→ **Your goal**: Format the part of the material below that opens with the line containing "Annotation guideline — the target class is red and" and closes with the line containing "300;254;325;302" as a JSON list of strings, one string per line, with blank lines left out.

→ **Records supplied**:
○ ○ ○ ○

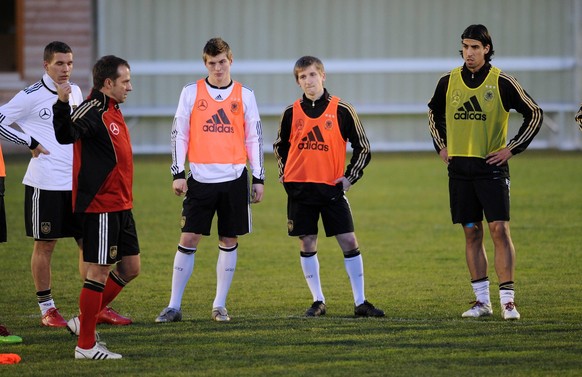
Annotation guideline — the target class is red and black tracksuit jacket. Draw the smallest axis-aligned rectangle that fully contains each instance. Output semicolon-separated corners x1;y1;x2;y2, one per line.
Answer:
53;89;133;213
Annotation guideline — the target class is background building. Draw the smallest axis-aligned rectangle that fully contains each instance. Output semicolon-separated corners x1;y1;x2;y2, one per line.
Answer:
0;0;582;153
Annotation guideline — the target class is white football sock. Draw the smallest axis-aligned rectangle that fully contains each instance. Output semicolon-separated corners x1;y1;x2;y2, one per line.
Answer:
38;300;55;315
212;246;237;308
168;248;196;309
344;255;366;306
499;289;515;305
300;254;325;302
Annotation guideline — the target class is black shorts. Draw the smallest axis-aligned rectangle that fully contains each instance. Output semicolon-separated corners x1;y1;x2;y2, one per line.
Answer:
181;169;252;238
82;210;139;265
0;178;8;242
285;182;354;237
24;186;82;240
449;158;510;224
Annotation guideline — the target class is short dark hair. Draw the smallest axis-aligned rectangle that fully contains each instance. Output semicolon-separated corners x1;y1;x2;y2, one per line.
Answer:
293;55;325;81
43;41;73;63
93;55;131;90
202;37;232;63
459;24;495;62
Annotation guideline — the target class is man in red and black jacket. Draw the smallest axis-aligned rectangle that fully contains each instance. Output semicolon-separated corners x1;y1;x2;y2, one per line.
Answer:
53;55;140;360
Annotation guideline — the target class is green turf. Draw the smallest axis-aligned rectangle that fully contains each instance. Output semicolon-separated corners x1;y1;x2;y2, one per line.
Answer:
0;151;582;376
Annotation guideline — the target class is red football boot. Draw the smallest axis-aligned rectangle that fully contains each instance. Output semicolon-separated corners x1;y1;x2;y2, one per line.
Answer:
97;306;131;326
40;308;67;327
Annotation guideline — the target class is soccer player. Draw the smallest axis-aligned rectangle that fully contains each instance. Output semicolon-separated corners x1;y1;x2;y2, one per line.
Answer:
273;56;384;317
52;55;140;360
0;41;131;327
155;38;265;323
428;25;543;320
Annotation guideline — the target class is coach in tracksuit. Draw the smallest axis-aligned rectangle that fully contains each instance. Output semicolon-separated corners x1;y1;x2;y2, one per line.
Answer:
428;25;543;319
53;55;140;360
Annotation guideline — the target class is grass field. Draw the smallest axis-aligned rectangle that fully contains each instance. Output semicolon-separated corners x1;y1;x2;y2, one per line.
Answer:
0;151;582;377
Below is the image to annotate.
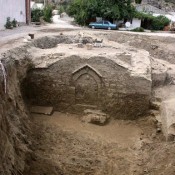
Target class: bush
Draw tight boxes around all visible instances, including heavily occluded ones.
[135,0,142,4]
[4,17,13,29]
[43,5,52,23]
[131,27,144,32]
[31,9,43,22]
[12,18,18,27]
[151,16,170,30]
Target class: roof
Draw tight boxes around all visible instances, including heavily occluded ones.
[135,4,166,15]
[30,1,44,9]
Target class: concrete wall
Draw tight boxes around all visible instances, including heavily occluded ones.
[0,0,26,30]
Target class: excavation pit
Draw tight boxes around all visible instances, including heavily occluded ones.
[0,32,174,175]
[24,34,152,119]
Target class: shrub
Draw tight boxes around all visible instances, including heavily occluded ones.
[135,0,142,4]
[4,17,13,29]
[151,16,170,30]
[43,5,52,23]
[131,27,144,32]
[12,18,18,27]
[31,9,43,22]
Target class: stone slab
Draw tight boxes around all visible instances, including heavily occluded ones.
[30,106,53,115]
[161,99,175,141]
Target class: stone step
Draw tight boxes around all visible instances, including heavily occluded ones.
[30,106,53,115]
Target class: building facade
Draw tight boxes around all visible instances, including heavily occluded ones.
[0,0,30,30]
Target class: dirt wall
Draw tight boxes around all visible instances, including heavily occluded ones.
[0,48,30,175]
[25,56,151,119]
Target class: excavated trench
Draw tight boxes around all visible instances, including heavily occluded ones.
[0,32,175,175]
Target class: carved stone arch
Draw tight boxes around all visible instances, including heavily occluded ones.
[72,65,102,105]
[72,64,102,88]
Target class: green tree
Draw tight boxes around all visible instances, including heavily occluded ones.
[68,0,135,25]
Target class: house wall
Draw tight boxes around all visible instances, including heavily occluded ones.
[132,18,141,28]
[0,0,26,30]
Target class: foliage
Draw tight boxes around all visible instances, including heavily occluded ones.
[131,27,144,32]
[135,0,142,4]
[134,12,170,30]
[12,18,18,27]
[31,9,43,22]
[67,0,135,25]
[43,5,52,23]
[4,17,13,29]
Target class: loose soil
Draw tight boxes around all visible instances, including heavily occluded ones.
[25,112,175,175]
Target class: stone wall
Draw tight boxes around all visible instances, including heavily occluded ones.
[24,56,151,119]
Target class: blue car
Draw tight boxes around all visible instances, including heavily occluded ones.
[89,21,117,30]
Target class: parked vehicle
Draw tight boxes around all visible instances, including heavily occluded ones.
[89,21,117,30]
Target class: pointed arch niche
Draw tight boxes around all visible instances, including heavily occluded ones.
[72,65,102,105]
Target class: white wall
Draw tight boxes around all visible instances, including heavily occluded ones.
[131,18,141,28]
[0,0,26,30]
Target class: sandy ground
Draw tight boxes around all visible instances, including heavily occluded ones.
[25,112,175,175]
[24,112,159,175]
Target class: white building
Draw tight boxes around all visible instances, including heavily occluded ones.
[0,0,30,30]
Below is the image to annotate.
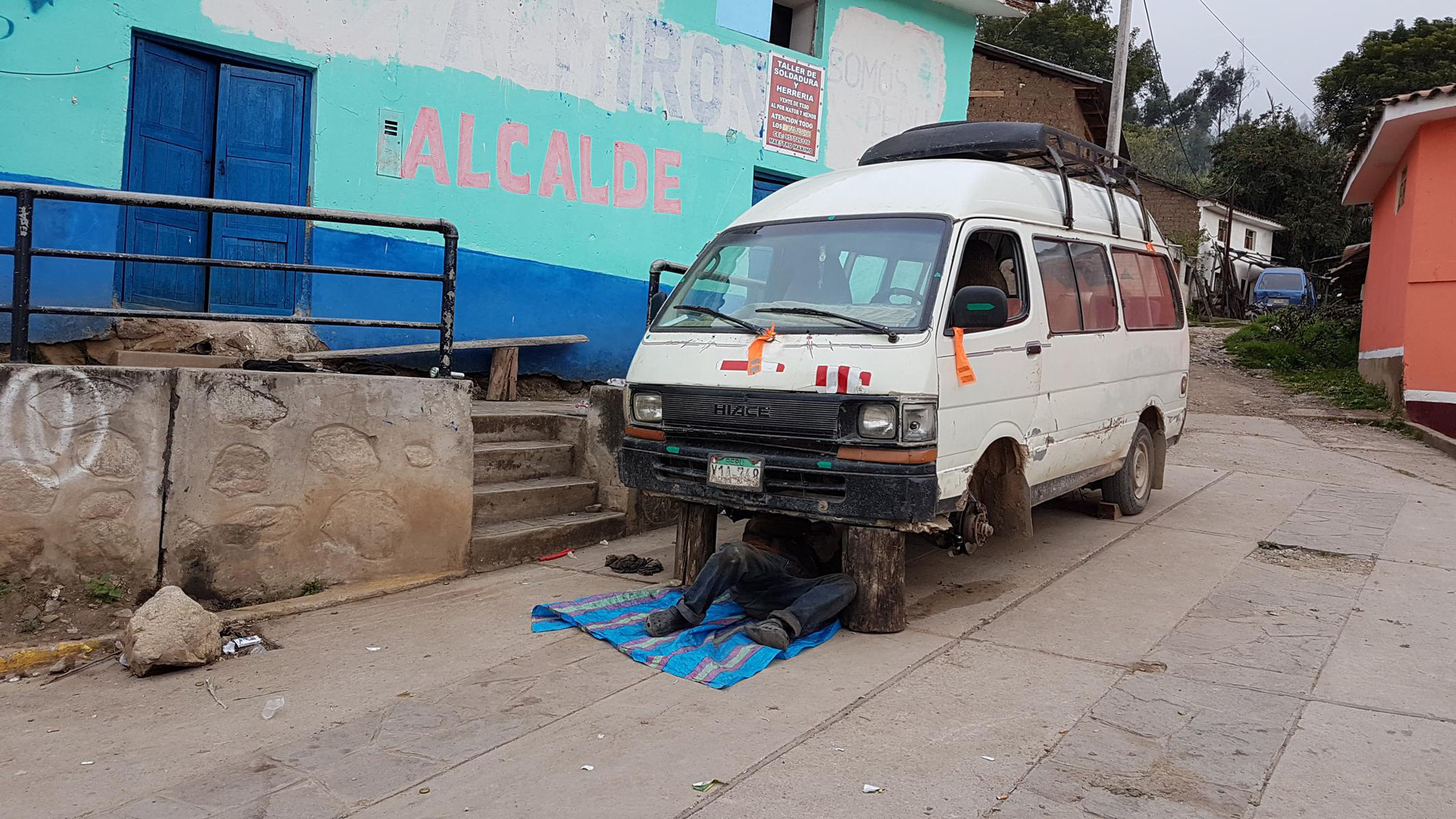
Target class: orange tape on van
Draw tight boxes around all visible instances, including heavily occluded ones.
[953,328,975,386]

○ ○ ○ ○

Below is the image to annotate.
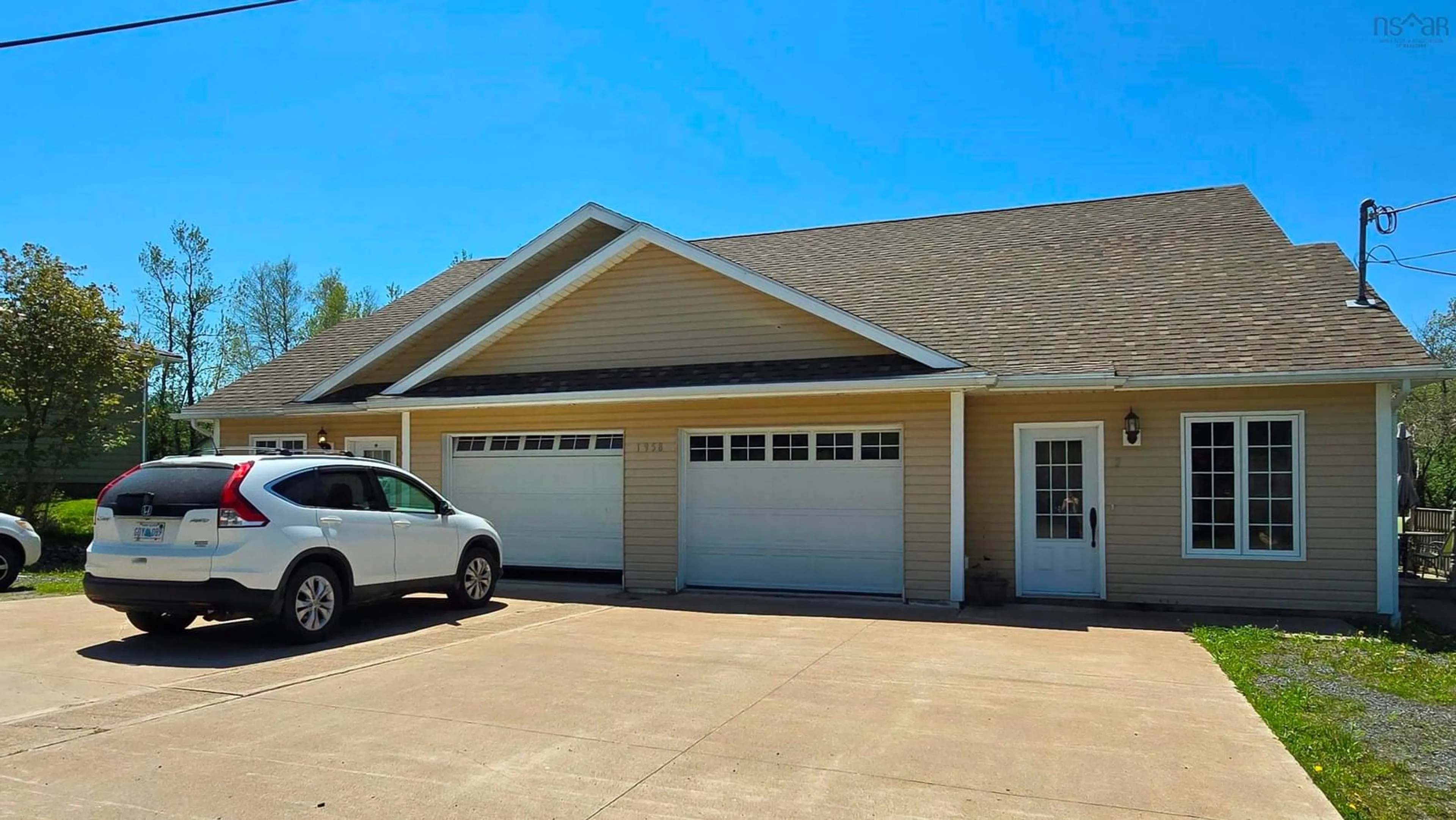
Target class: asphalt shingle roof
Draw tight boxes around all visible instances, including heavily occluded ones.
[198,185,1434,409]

○ ○ ○ ○

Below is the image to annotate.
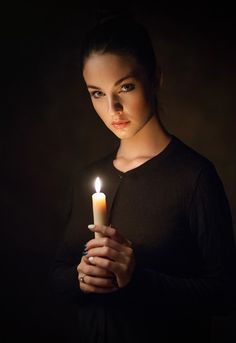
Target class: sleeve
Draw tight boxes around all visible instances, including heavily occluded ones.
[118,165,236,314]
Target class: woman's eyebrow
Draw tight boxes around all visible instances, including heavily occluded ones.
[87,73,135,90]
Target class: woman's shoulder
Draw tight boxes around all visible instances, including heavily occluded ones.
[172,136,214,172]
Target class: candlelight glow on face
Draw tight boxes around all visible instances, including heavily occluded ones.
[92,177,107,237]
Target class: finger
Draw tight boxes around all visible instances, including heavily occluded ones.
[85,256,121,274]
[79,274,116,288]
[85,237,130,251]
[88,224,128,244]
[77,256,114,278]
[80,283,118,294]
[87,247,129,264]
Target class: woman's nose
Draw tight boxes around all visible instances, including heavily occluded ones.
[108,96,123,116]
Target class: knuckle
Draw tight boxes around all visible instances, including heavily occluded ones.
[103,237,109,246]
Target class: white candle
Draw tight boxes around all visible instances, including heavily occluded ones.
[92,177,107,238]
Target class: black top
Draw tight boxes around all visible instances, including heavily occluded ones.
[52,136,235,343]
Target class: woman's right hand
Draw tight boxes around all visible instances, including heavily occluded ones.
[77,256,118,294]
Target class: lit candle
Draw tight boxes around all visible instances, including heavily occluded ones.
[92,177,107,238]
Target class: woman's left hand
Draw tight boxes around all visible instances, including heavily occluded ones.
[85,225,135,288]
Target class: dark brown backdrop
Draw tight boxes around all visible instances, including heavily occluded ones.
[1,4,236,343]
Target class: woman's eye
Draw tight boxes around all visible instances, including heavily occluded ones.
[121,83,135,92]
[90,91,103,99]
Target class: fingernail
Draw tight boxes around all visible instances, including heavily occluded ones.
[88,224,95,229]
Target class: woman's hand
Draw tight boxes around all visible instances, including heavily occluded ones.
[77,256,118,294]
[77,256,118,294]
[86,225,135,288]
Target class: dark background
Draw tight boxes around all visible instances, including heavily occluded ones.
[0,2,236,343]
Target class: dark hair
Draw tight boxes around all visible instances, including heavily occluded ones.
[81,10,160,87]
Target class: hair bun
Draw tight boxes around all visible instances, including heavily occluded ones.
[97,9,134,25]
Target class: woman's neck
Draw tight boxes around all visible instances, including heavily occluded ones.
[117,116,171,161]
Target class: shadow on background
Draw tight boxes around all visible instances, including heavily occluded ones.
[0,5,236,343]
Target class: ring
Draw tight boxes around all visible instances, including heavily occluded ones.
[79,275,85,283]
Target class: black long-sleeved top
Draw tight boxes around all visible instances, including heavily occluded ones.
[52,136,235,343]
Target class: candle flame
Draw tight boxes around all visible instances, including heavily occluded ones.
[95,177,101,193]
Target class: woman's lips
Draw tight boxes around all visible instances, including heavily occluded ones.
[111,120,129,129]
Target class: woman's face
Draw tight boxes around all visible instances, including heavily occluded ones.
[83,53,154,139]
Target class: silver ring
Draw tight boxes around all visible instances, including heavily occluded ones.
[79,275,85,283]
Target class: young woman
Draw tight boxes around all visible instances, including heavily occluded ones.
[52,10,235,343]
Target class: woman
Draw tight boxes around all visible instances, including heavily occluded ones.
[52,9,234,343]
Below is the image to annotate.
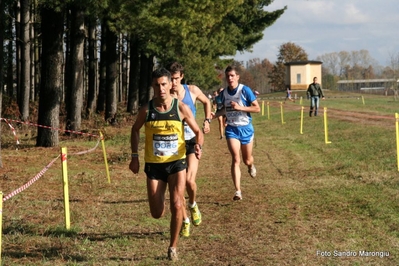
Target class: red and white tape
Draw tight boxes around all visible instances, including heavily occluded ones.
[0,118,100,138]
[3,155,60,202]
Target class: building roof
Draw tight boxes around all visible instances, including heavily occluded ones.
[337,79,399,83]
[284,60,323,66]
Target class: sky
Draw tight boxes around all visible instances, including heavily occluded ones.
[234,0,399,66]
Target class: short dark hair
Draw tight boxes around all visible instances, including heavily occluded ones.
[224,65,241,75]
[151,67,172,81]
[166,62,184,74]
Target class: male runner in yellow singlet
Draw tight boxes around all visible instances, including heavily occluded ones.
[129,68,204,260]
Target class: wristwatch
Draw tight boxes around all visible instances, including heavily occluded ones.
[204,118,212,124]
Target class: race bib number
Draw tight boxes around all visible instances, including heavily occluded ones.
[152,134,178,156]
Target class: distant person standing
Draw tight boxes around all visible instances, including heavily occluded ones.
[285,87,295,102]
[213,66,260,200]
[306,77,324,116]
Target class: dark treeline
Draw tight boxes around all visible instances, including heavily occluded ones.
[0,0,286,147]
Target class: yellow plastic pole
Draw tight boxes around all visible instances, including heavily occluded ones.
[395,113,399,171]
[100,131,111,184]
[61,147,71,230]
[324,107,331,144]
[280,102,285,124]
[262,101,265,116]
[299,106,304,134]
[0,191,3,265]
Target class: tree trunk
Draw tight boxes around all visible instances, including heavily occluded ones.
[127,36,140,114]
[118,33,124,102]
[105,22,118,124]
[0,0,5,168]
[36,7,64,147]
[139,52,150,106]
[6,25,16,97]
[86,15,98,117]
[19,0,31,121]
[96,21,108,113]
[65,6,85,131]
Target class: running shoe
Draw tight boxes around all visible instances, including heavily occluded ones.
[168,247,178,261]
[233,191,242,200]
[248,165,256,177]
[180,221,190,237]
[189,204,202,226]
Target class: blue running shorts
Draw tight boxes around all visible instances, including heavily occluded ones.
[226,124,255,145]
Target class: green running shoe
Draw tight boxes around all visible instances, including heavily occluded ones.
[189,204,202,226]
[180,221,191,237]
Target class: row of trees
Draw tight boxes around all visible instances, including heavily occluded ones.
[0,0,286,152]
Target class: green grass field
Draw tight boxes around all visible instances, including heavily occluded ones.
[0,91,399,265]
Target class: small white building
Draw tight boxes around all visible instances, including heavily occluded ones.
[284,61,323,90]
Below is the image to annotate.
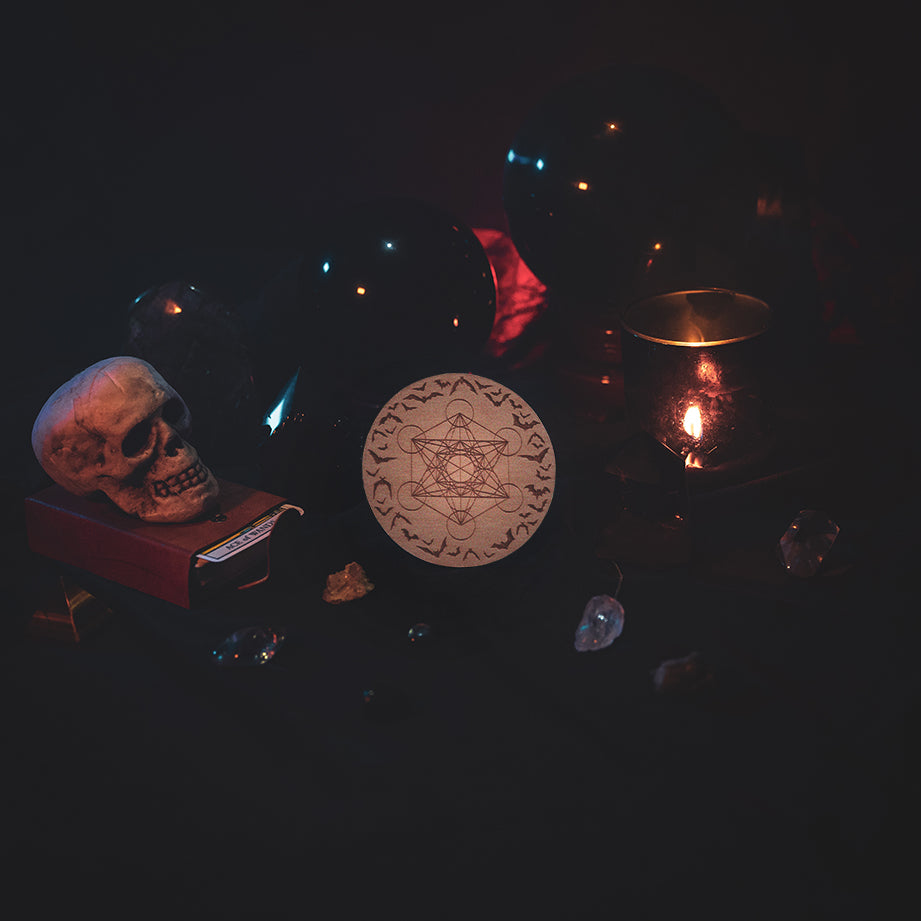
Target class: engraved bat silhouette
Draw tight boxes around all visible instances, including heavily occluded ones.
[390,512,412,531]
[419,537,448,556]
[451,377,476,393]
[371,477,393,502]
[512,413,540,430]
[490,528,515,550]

○ ○ ○ ○

→ **Answer to the task**:
[
  "Annotation guideline — the target class is red and black tracksuit jacket. Draw the smallest axis-aligned rectangle that fully contains each instance. Output semicolon-separated corners x1;y1;x2;y2, one per line.",
  "Answer:",
  "53;89;133;213",
  "Annotation guideline — the target class is background building. Draw the smallest axis-aligned rectangle that fully contains each instance. Output semicolon-separated corners x1;y1;x2;y2, one per line.",
  "Answer:",
  "0;0;582;153",
  "Annotation guideline — the target class is white football sock. Draw the smallest axis-aligned rectangle that fully contains each instance. Output semicolon-separated corners x1;y1;x2;y2, one per line.",
  "Answer:",
  "38;300;55;315",
  "212;246;237;308",
  "168;248;196;309",
  "344;255;366;306",
  "499;289;515;305",
  "300;254;325;302"
]